Records taken from a dataset

++++++

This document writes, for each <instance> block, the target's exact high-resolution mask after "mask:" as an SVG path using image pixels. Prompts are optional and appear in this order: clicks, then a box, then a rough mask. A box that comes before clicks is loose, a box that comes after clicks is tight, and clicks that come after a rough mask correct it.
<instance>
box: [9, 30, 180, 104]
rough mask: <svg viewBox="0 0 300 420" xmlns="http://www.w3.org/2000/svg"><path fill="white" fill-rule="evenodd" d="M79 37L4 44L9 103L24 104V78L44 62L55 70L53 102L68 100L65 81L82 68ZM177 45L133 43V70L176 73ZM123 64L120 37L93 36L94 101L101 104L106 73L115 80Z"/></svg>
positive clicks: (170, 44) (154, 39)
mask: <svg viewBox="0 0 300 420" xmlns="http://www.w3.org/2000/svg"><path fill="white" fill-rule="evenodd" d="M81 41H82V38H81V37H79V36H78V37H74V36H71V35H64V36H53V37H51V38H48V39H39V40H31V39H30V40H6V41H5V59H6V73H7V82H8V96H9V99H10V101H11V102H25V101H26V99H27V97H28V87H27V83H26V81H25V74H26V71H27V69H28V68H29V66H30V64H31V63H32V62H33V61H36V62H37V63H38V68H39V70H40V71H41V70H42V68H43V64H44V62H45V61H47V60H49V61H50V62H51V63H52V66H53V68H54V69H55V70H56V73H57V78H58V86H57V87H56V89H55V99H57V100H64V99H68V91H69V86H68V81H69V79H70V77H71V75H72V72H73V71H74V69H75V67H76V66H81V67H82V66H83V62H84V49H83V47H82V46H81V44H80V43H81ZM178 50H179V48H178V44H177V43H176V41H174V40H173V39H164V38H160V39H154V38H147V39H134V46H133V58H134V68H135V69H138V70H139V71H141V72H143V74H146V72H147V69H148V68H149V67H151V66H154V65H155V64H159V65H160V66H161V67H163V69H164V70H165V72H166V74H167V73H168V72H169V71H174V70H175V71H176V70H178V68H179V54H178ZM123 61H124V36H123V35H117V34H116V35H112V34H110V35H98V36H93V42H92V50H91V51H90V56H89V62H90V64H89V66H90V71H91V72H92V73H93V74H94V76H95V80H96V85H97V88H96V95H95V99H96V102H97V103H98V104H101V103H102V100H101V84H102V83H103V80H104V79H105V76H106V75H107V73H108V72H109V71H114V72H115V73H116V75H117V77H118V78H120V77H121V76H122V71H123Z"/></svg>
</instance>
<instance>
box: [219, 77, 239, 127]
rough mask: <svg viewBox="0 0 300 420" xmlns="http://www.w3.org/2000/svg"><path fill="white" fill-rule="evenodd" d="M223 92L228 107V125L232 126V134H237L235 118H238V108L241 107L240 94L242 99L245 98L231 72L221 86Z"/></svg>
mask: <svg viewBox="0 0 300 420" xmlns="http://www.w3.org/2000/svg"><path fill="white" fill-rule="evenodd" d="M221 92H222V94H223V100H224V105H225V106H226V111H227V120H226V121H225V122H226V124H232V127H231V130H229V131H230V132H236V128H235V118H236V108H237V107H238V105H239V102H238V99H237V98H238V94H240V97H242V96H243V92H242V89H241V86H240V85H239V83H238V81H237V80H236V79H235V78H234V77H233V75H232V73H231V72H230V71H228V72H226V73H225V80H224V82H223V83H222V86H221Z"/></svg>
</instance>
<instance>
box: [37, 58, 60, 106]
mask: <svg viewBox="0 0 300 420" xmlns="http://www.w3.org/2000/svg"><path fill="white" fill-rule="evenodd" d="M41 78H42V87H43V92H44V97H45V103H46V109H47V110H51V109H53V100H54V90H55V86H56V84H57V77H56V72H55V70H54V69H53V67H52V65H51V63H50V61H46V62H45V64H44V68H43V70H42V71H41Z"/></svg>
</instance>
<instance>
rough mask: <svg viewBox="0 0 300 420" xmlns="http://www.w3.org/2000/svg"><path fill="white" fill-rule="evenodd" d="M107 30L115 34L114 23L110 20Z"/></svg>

++++++

**Goal of the exercise:**
Write out the records from the beginning through the line containing "positive clicks: (170, 44) (154, 39)", reproducing each line unchanged.

**Finished task:**
This document writes, for each <instance> block, the target's exact high-resolution mask after "mask:" as an SVG path using image pixels. Prompts are optional and appear in this order: clicks, then a box, then a rough mask. A box that comes before clicks is loose, a box that comes after clicks is tight, and clicks that come after a rough mask correct it.
<instance>
box: [9, 30, 180, 104]
rough mask: <svg viewBox="0 0 300 420" xmlns="http://www.w3.org/2000/svg"><path fill="white" fill-rule="evenodd" d="M79 37L4 44L9 103L24 104V78L44 62L55 70L53 102L68 100L65 81L82 68ZM177 45L133 43V70L176 73ZM123 64L120 37L93 36L94 101L101 104L106 73L115 80Z"/></svg>
positive clicks: (170, 44) (154, 39)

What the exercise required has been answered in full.